Your task | Scan the records for the string "linen" and copy every line that holds it.

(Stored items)
==========

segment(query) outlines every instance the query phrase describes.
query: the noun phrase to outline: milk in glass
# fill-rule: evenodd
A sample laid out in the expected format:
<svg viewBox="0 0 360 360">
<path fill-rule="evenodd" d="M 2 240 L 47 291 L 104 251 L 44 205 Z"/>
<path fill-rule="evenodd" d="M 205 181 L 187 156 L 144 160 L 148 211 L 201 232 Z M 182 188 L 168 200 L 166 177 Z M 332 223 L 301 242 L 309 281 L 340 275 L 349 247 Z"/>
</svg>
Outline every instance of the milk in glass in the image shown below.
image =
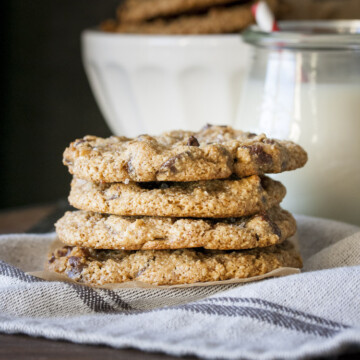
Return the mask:
<svg viewBox="0 0 360 360">
<path fill-rule="evenodd" d="M 273 176 L 285 209 L 360 225 L 360 35 L 331 36 L 334 48 L 255 47 L 235 127 L 308 152 L 304 168 Z"/>
</svg>

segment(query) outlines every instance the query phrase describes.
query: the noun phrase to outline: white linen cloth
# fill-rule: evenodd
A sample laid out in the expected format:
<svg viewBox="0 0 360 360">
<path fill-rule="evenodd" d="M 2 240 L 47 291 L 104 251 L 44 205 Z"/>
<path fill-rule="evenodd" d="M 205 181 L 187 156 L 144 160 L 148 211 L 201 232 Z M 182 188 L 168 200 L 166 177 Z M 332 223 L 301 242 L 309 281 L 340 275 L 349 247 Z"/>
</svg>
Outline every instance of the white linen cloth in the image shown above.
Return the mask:
<svg viewBox="0 0 360 360">
<path fill-rule="evenodd" d="M 360 345 L 360 228 L 297 220 L 301 274 L 186 289 L 46 282 L 25 272 L 42 268 L 55 234 L 0 236 L 0 331 L 210 359 L 295 359 Z"/>
</svg>

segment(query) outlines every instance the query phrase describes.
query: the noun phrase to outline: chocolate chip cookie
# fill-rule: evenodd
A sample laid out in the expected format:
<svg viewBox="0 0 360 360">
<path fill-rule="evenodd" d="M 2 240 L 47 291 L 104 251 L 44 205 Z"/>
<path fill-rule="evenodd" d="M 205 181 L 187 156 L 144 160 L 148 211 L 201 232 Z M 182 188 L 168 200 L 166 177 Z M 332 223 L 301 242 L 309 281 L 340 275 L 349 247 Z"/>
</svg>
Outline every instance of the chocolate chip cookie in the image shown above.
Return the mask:
<svg viewBox="0 0 360 360">
<path fill-rule="evenodd" d="M 229 126 L 135 139 L 85 136 L 64 152 L 76 177 L 93 182 L 198 181 L 279 173 L 305 165 L 301 146 Z"/>
<path fill-rule="evenodd" d="M 66 245 L 113 250 L 250 249 L 278 244 L 295 231 L 295 219 L 278 206 L 260 214 L 229 219 L 130 217 L 74 211 L 56 223 L 59 239 Z"/>
<path fill-rule="evenodd" d="M 156 285 L 242 279 L 280 267 L 300 268 L 301 257 L 288 241 L 261 249 L 221 251 L 94 250 L 65 246 L 50 255 L 47 268 L 90 285 L 142 281 Z"/>
<path fill-rule="evenodd" d="M 250 0 L 127 0 L 104 31 L 138 34 L 221 34 L 254 22 Z M 278 0 L 267 0 L 273 12 Z"/>
<path fill-rule="evenodd" d="M 211 8 L 200 15 L 182 15 L 133 23 L 113 20 L 101 24 L 104 31 L 131 34 L 221 34 L 234 33 L 253 23 L 250 5 Z"/>
<path fill-rule="evenodd" d="M 234 3 L 237 0 L 127 0 L 117 10 L 120 22 L 141 22 L 156 17 L 208 9 L 211 6 Z"/>
<path fill-rule="evenodd" d="M 74 178 L 70 204 L 81 210 L 114 215 L 240 217 L 279 204 L 286 189 L 257 175 L 242 179 L 194 182 L 96 184 Z"/>
</svg>

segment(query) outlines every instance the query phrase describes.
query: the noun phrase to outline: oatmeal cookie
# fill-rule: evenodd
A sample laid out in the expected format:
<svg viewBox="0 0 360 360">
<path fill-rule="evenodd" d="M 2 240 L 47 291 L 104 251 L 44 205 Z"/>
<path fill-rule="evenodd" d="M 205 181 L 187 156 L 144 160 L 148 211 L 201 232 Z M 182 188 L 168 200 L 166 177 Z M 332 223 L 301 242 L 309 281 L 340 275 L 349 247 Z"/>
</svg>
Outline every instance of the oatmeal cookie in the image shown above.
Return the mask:
<svg viewBox="0 0 360 360">
<path fill-rule="evenodd" d="M 142 281 L 156 285 L 242 279 L 280 267 L 300 268 L 300 254 L 289 241 L 237 251 L 94 250 L 65 246 L 49 257 L 47 269 L 89 284 Z"/>
<path fill-rule="evenodd" d="M 114 23 L 113 32 L 131 34 L 222 34 L 245 29 L 254 22 L 249 5 L 216 7 L 200 15 L 181 15 L 141 23 Z M 103 28 L 103 30 L 106 30 Z"/>
<path fill-rule="evenodd" d="M 56 223 L 56 232 L 66 245 L 112 250 L 250 249 L 281 243 L 295 231 L 295 219 L 279 206 L 260 214 L 229 219 L 130 217 L 69 211 Z"/>
<path fill-rule="evenodd" d="M 301 146 L 207 125 L 135 139 L 85 136 L 64 152 L 71 174 L 93 182 L 198 181 L 279 173 L 305 165 Z"/>
<path fill-rule="evenodd" d="M 240 217 L 270 209 L 286 189 L 257 175 L 236 180 L 103 183 L 74 178 L 69 196 L 77 209 L 113 215 Z"/>
<path fill-rule="evenodd" d="M 254 22 L 255 1 L 235 0 L 129 0 L 100 29 L 134 34 L 221 34 L 245 29 Z M 278 0 L 267 0 L 273 12 Z"/>
<path fill-rule="evenodd" d="M 234 3 L 237 0 L 127 0 L 117 9 L 119 22 L 134 23 Z"/>
</svg>

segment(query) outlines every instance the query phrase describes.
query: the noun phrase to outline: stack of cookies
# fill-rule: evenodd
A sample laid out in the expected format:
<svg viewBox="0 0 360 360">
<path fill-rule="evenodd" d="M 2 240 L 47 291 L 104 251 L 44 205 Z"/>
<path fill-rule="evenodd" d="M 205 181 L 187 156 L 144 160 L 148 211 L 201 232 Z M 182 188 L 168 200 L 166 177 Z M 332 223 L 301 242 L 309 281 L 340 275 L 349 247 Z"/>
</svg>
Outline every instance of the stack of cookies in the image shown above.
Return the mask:
<svg viewBox="0 0 360 360">
<path fill-rule="evenodd" d="M 48 268 L 93 285 L 175 285 L 301 267 L 287 241 L 295 220 L 279 206 L 285 187 L 264 174 L 306 161 L 293 142 L 228 126 L 85 136 L 64 153 L 80 211 L 56 223 L 65 246 Z"/>
<path fill-rule="evenodd" d="M 266 0 L 275 12 L 278 0 Z M 254 22 L 251 0 L 125 0 L 101 29 L 140 34 L 220 34 Z"/>
</svg>

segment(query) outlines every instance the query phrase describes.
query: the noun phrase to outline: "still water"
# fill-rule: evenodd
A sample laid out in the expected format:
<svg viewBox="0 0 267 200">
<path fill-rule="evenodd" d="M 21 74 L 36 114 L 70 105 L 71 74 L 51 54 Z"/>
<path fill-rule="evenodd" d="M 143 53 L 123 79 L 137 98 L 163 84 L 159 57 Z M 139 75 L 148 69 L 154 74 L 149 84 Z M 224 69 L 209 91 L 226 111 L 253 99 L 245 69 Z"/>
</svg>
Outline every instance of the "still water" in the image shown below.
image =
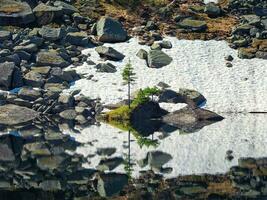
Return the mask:
<svg viewBox="0 0 267 200">
<path fill-rule="evenodd" d="M 267 117 L 224 117 L 148 134 L 96 122 L 3 127 L 0 199 L 264 199 Z"/>
</svg>

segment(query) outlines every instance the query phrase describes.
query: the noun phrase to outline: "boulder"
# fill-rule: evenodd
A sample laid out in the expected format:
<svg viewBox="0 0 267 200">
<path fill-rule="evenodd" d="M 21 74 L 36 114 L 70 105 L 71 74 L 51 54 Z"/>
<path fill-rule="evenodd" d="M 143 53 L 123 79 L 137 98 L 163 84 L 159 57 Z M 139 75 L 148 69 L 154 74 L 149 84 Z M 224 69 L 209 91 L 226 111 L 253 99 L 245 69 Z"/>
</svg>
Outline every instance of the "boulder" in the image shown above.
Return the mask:
<svg viewBox="0 0 267 200">
<path fill-rule="evenodd" d="M 84 47 L 91 44 L 89 43 L 88 35 L 86 32 L 70 32 L 66 35 L 65 42 L 68 42 L 72 45 Z"/>
<path fill-rule="evenodd" d="M 58 169 L 65 159 L 62 156 L 45 156 L 37 158 L 37 166 L 42 170 Z"/>
<path fill-rule="evenodd" d="M 54 6 L 61 7 L 63 13 L 66 15 L 72 15 L 73 13 L 79 12 L 77 8 L 63 1 L 55 1 Z"/>
<path fill-rule="evenodd" d="M 0 41 L 10 40 L 12 37 L 10 31 L 0 31 Z"/>
<path fill-rule="evenodd" d="M 152 168 L 160 169 L 163 165 L 172 159 L 170 154 L 164 153 L 162 151 L 151 151 L 148 152 L 148 164 Z"/>
<path fill-rule="evenodd" d="M 38 47 L 36 44 L 28 44 L 28 45 L 19 45 L 14 47 L 14 51 L 25 51 L 27 53 L 35 53 L 38 51 Z"/>
<path fill-rule="evenodd" d="M 112 148 L 112 147 L 96 149 L 96 154 L 99 156 L 111 156 L 115 152 L 116 152 L 116 148 Z"/>
<path fill-rule="evenodd" d="M 97 180 L 97 191 L 102 197 L 110 197 L 119 193 L 127 183 L 128 176 L 126 174 L 101 174 Z"/>
<path fill-rule="evenodd" d="M 26 25 L 35 20 L 26 2 L 0 0 L 0 26 Z"/>
<path fill-rule="evenodd" d="M 44 78 L 40 73 L 30 71 L 23 78 L 27 86 L 40 88 L 44 85 Z"/>
<path fill-rule="evenodd" d="M 172 48 L 172 43 L 168 40 L 163 40 L 161 43 L 160 43 L 160 46 L 164 49 L 171 49 Z"/>
<path fill-rule="evenodd" d="M 122 24 L 111 17 L 102 17 L 96 25 L 96 31 L 101 42 L 124 42 L 127 32 Z"/>
<path fill-rule="evenodd" d="M 169 65 L 171 62 L 172 58 L 161 50 L 151 50 L 148 53 L 148 67 L 161 68 Z"/>
<path fill-rule="evenodd" d="M 39 113 L 22 106 L 6 104 L 0 106 L 0 124 L 17 125 L 30 122 L 38 117 Z"/>
<path fill-rule="evenodd" d="M 203 32 L 208 28 L 205 21 L 193 19 L 184 19 L 183 21 L 178 23 L 178 26 L 187 30 L 191 30 L 193 32 Z"/>
<path fill-rule="evenodd" d="M 207 101 L 206 98 L 196 90 L 181 88 L 179 89 L 179 95 L 183 98 L 182 103 L 186 103 L 190 107 L 199 107 Z"/>
<path fill-rule="evenodd" d="M 63 30 L 61 28 L 50 28 L 43 26 L 39 30 L 39 34 L 48 41 L 57 41 L 63 37 Z"/>
<path fill-rule="evenodd" d="M 69 63 L 64 60 L 57 51 L 41 51 L 36 56 L 36 64 L 39 66 L 67 67 Z"/>
<path fill-rule="evenodd" d="M 116 67 L 111 63 L 99 63 L 95 68 L 97 72 L 115 73 L 117 71 Z"/>
<path fill-rule="evenodd" d="M 215 3 L 211 2 L 205 6 L 204 12 L 209 17 L 219 17 L 221 15 L 221 8 Z"/>
<path fill-rule="evenodd" d="M 63 7 L 54 7 L 40 3 L 33 9 L 33 13 L 39 25 L 47 25 L 50 24 L 56 17 L 63 14 Z"/>
<path fill-rule="evenodd" d="M 184 99 L 179 93 L 177 93 L 173 90 L 165 89 L 159 95 L 158 102 L 159 103 L 162 103 L 162 102 L 165 102 L 165 103 L 184 103 Z"/>
<path fill-rule="evenodd" d="M 12 62 L 0 63 L 0 88 L 9 90 L 22 86 L 21 72 Z"/>
<path fill-rule="evenodd" d="M 41 97 L 42 93 L 40 90 L 36 90 L 31 87 L 23 87 L 19 90 L 18 96 L 19 98 L 24 100 L 34 101 Z"/>
<path fill-rule="evenodd" d="M 238 57 L 242 59 L 255 58 L 257 49 L 255 48 L 240 48 L 238 49 Z"/>
<path fill-rule="evenodd" d="M 147 59 L 147 51 L 144 50 L 144 49 L 140 49 L 137 54 L 136 54 L 137 57 L 141 58 L 141 59 L 144 59 L 146 60 Z"/>
<path fill-rule="evenodd" d="M 77 113 L 74 109 L 68 109 L 59 113 L 59 116 L 62 117 L 63 119 L 74 120 L 77 116 Z"/>
<path fill-rule="evenodd" d="M 61 183 L 58 180 L 45 180 L 42 181 L 39 187 L 44 191 L 61 191 Z"/>
<path fill-rule="evenodd" d="M 100 171 L 112 171 L 116 167 L 118 167 L 120 164 L 123 163 L 123 159 L 120 157 L 115 157 L 115 158 L 108 158 L 108 159 L 102 159 L 100 160 L 97 169 Z"/>
<path fill-rule="evenodd" d="M 107 60 L 119 61 L 124 59 L 124 55 L 113 49 L 112 47 L 99 46 L 95 48 L 96 52 L 100 55 L 101 58 Z"/>
</svg>

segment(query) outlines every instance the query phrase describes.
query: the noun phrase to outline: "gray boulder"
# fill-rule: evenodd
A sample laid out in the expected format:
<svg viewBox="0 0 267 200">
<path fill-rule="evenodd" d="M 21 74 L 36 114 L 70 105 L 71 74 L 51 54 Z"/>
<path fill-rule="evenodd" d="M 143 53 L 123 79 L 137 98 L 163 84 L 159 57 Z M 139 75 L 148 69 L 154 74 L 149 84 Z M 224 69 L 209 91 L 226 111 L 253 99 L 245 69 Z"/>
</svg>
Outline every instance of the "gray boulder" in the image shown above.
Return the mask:
<svg viewBox="0 0 267 200">
<path fill-rule="evenodd" d="M 90 44 L 86 32 L 70 32 L 66 35 L 65 42 L 77 46 L 88 46 Z"/>
<path fill-rule="evenodd" d="M 67 67 L 69 63 L 54 50 L 41 51 L 36 56 L 36 63 L 39 66 Z"/>
<path fill-rule="evenodd" d="M 26 51 L 28 53 L 35 53 L 38 51 L 38 47 L 36 44 L 28 44 L 23 46 L 16 46 L 14 51 Z"/>
<path fill-rule="evenodd" d="M 59 116 L 62 117 L 63 119 L 74 120 L 77 116 L 77 113 L 74 109 L 68 109 L 59 113 Z"/>
<path fill-rule="evenodd" d="M 111 63 L 99 63 L 95 68 L 97 72 L 115 73 L 117 71 L 116 67 Z"/>
<path fill-rule="evenodd" d="M 0 0 L 0 26 L 20 26 L 34 20 L 32 9 L 26 2 Z"/>
<path fill-rule="evenodd" d="M 156 169 L 162 168 L 163 165 L 168 163 L 172 156 L 162 151 L 152 151 L 148 153 L 148 164 Z"/>
<path fill-rule="evenodd" d="M 38 115 L 38 112 L 22 106 L 12 104 L 0 106 L 0 124 L 3 125 L 23 124 L 34 120 Z"/>
<path fill-rule="evenodd" d="M 63 8 L 40 3 L 33 9 L 33 13 L 39 25 L 47 25 L 63 14 Z"/>
<path fill-rule="evenodd" d="M 141 58 L 141 59 L 144 59 L 146 60 L 147 59 L 147 51 L 144 50 L 144 49 L 140 49 L 137 54 L 136 54 L 137 57 Z"/>
<path fill-rule="evenodd" d="M 172 43 L 168 40 L 163 40 L 161 43 L 160 43 L 160 46 L 164 49 L 171 49 L 172 48 Z"/>
<path fill-rule="evenodd" d="M 107 60 L 119 61 L 124 59 L 124 55 L 113 49 L 112 47 L 99 46 L 95 48 L 96 52 L 100 55 L 101 58 Z"/>
<path fill-rule="evenodd" d="M 0 41 L 10 40 L 12 37 L 9 31 L 0 31 Z"/>
<path fill-rule="evenodd" d="M 79 12 L 77 8 L 63 1 L 55 1 L 54 6 L 61 7 L 63 13 L 66 15 L 72 15 L 73 13 Z"/>
<path fill-rule="evenodd" d="M 148 67 L 161 68 L 169 65 L 171 62 L 172 58 L 161 50 L 151 50 L 148 53 Z"/>
<path fill-rule="evenodd" d="M 34 101 L 42 96 L 40 90 L 35 90 L 31 87 L 23 87 L 19 90 L 18 96 L 21 99 L 28 100 L 28 101 Z"/>
<path fill-rule="evenodd" d="M 57 41 L 63 37 L 63 30 L 61 28 L 50 28 L 43 26 L 39 30 L 39 34 L 48 41 Z"/>
<path fill-rule="evenodd" d="M 44 85 L 44 78 L 38 72 L 30 71 L 27 74 L 25 74 L 23 78 L 24 78 L 24 83 L 27 86 L 40 88 Z"/>
<path fill-rule="evenodd" d="M 101 42 L 124 42 L 127 32 L 122 24 L 110 17 L 102 17 L 96 25 L 97 36 Z"/>
<path fill-rule="evenodd" d="M 219 17 L 221 15 L 221 8 L 215 3 L 211 2 L 205 6 L 204 12 L 209 17 Z"/>
<path fill-rule="evenodd" d="M 0 74 L 0 88 L 4 90 L 20 87 L 23 84 L 20 69 L 12 62 L 1 63 Z"/>
<path fill-rule="evenodd" d="M 179 89 L 179 95 L 182 97 L 183 103 L 188 104 L 190 107 L 198 107 L 207 101 L 207 99 L 196 90 L 181 88 Z"/>
</svg>

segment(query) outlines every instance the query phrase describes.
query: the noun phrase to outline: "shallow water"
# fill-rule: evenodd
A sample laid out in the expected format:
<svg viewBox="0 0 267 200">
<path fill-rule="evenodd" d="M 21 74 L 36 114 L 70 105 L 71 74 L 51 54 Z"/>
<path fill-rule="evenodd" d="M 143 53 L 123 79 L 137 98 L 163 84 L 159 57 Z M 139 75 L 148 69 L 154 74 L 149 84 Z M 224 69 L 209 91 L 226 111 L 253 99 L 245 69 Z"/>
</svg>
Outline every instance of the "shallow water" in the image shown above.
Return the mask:
<svg viewBox="0 0 267 200">
<path fill-rule="evenodd" d="M 217 176 L 239 165 L 241 157 L 267 156 L 266 115 L 224 117 L 223 121 L 192 132 L 164 127 L 164 131 L 147 137 L 107 124 L 81 130 L 67 129 L 66 124 L 3 130 L 0 197 L 110 196 L 122 190 L 129 176 L 139 181 L 144 171 L 152 170 L 164 179 L 204 173 Z M 229 159 L 229 155 L 233 158 Z M 109 186 L 101 187 L 99 180 Z"/>
</svg>

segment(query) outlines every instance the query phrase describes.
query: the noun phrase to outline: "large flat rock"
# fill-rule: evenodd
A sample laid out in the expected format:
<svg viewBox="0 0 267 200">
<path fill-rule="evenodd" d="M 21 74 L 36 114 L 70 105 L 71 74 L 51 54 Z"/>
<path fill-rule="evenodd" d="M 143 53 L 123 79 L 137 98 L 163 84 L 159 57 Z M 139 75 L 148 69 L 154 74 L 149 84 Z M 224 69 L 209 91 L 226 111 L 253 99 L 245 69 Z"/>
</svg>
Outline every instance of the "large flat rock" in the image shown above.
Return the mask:
<svg viewBox="0 0 267 200">
<path fill-rule="evenodd" d="M 39 115 L 38 112 L 12 104 L 0 106 L 0 124 L 17 125 L 32 121 Z"/>
<path fill-rule="evenodd" d="M 35 20 L 31 7 L 25 2 L 0 0 L 0 25 L 29 24 Z"/>
</svg>

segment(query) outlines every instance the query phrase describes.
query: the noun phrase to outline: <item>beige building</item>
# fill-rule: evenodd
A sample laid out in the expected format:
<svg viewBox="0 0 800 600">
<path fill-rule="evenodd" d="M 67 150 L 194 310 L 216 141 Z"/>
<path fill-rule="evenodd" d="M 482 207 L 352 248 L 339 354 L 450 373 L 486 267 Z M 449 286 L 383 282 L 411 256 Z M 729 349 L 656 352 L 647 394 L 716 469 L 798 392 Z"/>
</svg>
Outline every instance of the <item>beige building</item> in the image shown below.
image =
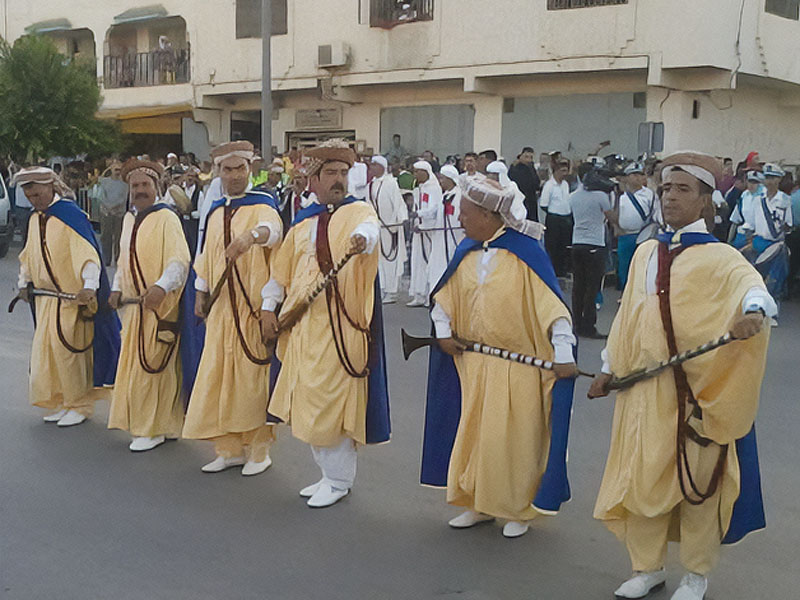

==========

Task answer |
query: the noun phrase to outline: white linen cloth
Outline every instance of the white linen cloth in the image shown above.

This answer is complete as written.